- _Task item A_
According to the blog anniversary post, on what evening were the first two posts published?
- _Task item B_
Quote the blog anniversary post from "It’s a true" to "over these months.".
- _Task item C_
Continue the blog anniversary post from where it stops.

- _Excerpt to read_
Hello, my lovelies! Thank you for being here because I have a super important, super exciting announcement to make. I am nominated for Blogger Of The Year at the MH Blog Awards this year! But there is a catch, I need your help! From now until June 4, you can go to the MH Blog Awards website and vote for Amber @ The Winter Of My Discontent for Blogger Of The Year!
It’s a true honor to be nominated with some of the best MH content creators on the web and I can’t wait to find out the results. As always, thank you so much to all of you who do and have supported me. You all mean the world to me and you just keep pushing me to be better and to keep fighting the good fight. It means everything, truly and I hope that I have earned your vote over these months.
Happy Birthday to The Winter Of My Discontent! The blog is turning 1!!
In March of 2020, I decided that I really wanted to start speaking out about my mental health. I wanted to see a change in the way we perceive and treat people with brain disorders and all the websites said the same thing: tell your story. For years I had been thinking about starting a blog but had no real aim or purpose, other than just to be writing. Suddenly, an idea was born.
A Little History
The plan was to launch The Winter Of My Discontent on May 1st, in celebration of mental health month. The truth is, I got excited and jumped the gun…I published the first 2 posts on the evening of April 30, 2020. That makes today the first anniversary of The Winter Of My Discontent!
The truth is, I had no idea what I was doing in April and May of 2020. I quickly became overwhelmed with the personal nature of the posts I was writing. I started having anxiety attacks. I knew nothing about marketing or how to find readers. I had small social media accounts set up, but I rarely used them. Though I posted regularly through the rest of May, I burned out quickly.
At the end of May, I had already decided to shelve the blog. Things weren’t going great with it. Readers were hard to find and I was exhausted and irritable from burnout in other areas of life. Honestly, I really wasn’t sure what my intentions were with it. I knew I didn’t want to give up on advocacy work. It really is a passion for me and I want to make a change in this world for people like me. I just couldn’t figure out how to find my groove in this new world of blogging with a purpose.

- _Data section_
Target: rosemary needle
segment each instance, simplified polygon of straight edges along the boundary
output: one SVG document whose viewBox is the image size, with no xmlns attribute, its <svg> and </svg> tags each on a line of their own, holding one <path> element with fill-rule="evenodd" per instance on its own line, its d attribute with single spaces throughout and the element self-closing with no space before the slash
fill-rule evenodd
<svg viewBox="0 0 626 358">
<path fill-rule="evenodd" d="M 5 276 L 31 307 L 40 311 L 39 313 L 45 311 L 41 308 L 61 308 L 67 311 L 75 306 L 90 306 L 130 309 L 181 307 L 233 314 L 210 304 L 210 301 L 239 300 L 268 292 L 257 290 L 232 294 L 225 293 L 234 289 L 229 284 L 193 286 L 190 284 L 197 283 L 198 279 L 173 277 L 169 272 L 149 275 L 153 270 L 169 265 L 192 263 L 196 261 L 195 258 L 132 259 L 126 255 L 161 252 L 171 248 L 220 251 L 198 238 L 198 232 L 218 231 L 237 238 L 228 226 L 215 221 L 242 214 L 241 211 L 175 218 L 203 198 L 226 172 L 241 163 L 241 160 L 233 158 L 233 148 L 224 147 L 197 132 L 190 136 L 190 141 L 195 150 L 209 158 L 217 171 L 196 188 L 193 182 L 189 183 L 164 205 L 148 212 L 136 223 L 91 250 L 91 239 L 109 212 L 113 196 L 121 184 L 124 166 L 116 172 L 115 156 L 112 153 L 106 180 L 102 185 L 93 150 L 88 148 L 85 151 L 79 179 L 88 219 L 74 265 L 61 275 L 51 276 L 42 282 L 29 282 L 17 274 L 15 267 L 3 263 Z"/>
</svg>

- _Expected output A_
April 30, 2020

- _Expected output B_
It’s a true honor to be nominated with some of the best MH content creators on the web and I can’t wait to find out the results. As always, thank you so much to all of you who do and have supported me. You all mean the world to me and you just keep pushing me to be better and to keep fighting the good fight. It means everything, truly and I hope that I have earned your vote over these months.

- _Expected output C_
After my diagnosis in September, I felt a whirlwind of emotions. With anger and hope riding me, I decided it was time to start speaking out again. This time, I poured over research about how to make my blog better. I found the writing community on Twitter and a whole community of people with ADHD, many of whom blog, podcast, or advocate in many other ways.
The truth is, my diagnosis gave my writing a new focus. Suddenly, I was learning all this new information about my disorders. Back in May, all I knew was that there had been pain and suffering. I didn’t know why. I had no words to apply to intrusive thoughts or ADHD shutdown. As I started to learn about and understand my brain, I realized that there were so many people out there who didn’t know about themselves.
The idea for the first few posts on the new and improved The Winter Of My Discontent; I would write a separate post for each of my disorders. A 5-part series that I would call the My Mental Health series. I’m very proud to say that the series now has 14 installments. As I wrote, I learned that I wanted to share the knowledge with my readers. Once I got started, ideas started to spring forth in abundance…there is so much to share.
A Healing Journey
As my regular readers know, I’ve been on quite the journey for the past six months. Since December, I’ve been going to therapy 2-3 times a week. I’m doing EMDR therapy to work on trauma and I see an ADHD therapist who also specializes in grief. We’ve been trying to get my medications stabilized and we’re almost there. I’ve been growing and healing in ways that I never thought possible.
As much as therapy is playing a role in my journey to recovery, this blog has helped me heal just as much. Today I want to share with you some of the ways that The Winter Of My Discontent has (and still does) played a role in my recovery; how it has stitched up parts of me that I didn’t know needed it. It’s hard to quantify healing and what causes it, but I’ll do my best.
Living With Purpose
I lived many years of my life, in my late 20s and most of my 30s, living without a purpose. I just surviving, if you will. Alive, but not living. I searched for a purpose. In my heart, I always knew that I was here for a reason but, no matter how hard and long I searched, I could never quite find it. So, I just floated through on my mediocre existence. All the dreams I had in my teens and 20s seemed long past and I wasn’t really sure what direction to turn for fulfillment.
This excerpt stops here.